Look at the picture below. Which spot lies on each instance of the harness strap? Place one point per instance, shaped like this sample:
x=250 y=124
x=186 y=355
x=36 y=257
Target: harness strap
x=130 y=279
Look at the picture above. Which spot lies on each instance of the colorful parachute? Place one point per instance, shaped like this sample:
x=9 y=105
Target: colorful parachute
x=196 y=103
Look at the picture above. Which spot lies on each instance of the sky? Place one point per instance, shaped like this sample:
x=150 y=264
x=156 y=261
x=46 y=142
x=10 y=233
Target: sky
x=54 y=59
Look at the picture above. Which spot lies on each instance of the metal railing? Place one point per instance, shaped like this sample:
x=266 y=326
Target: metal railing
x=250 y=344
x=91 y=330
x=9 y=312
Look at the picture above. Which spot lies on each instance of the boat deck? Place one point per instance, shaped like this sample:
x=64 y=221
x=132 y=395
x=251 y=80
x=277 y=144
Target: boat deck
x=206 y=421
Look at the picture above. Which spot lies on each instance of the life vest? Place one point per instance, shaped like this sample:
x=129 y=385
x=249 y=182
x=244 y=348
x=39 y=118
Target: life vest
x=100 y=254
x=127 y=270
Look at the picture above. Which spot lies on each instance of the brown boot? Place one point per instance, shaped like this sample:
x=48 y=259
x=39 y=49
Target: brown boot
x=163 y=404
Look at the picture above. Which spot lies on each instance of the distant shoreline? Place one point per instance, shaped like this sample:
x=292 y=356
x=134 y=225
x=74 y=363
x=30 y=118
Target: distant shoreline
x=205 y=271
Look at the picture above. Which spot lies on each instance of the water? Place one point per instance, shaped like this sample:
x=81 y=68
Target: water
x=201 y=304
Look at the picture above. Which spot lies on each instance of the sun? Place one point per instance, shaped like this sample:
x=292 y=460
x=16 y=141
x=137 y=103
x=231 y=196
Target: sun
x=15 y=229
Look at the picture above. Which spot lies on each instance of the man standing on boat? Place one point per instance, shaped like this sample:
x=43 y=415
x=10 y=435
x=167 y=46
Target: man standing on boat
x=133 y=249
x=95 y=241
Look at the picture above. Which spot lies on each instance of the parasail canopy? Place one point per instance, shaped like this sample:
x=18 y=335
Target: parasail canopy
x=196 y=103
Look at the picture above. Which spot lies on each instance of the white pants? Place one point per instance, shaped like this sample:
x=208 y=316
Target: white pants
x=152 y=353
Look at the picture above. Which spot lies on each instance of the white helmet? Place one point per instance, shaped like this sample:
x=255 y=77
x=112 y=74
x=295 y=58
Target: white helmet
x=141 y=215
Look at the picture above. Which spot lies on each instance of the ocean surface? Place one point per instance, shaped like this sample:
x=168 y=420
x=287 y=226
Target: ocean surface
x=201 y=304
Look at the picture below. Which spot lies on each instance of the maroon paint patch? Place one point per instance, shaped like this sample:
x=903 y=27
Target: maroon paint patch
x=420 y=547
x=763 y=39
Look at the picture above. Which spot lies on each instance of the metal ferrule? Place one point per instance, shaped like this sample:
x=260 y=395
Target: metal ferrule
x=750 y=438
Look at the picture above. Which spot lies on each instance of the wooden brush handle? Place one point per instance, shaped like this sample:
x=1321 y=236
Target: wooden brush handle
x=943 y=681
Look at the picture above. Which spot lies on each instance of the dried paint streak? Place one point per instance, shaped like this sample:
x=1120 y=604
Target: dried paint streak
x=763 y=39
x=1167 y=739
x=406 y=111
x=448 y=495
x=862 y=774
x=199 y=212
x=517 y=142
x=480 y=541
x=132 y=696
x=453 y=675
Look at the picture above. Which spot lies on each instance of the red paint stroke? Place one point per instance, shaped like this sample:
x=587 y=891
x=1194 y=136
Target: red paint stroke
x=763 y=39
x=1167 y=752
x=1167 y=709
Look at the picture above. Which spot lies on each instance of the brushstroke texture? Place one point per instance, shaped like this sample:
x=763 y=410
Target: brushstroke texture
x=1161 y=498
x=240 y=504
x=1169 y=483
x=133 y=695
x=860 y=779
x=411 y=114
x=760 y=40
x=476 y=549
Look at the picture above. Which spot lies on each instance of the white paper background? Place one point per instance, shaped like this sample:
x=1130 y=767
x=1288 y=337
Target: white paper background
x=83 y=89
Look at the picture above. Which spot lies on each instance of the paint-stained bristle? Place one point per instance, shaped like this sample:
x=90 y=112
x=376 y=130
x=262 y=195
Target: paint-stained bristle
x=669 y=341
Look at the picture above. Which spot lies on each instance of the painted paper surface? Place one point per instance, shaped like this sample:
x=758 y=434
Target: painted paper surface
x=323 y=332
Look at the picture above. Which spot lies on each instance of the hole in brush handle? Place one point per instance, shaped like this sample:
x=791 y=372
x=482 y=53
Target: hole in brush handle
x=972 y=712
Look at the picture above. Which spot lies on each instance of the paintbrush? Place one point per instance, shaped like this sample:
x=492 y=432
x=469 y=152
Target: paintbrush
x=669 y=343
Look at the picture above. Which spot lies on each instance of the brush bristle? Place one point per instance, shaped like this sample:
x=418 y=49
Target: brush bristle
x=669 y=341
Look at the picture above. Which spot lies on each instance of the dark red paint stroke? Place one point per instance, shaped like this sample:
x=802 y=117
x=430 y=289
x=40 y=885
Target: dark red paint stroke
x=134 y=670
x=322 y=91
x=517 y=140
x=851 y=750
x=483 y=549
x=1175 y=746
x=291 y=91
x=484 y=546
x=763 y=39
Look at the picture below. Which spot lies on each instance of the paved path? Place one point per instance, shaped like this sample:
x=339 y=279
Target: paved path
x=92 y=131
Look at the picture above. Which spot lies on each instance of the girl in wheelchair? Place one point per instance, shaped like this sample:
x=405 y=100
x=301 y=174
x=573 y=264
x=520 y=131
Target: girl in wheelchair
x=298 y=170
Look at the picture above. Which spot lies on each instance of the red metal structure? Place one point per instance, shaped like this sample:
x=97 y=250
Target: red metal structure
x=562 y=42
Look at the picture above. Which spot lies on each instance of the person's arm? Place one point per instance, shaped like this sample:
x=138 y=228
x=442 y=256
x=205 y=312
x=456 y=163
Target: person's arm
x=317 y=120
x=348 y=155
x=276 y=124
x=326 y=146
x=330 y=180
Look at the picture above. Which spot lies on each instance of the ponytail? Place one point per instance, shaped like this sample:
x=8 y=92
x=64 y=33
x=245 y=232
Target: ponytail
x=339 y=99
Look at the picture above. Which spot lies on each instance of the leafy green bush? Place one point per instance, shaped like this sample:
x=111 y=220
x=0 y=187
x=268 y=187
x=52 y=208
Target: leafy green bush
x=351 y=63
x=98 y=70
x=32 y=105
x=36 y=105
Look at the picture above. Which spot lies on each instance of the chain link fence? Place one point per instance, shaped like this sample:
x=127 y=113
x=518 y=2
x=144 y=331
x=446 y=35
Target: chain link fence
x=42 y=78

Directive: Reproduce only the stretch of lines from the one containing "of the boat" through the one containing "x=206 y=421", substituting "wooden deck" for "boat deck" wherever it occurs and leaving everything else unchanged.

Solution:
Look at the picture above. Which spot lies on each instance of the wooden deck? Place one point per instance, shaped like this sample:
x=64 y=221
x=132 y=395
x=251 y=80
x=277 y=144
Target: wooden deck
x=206 y=421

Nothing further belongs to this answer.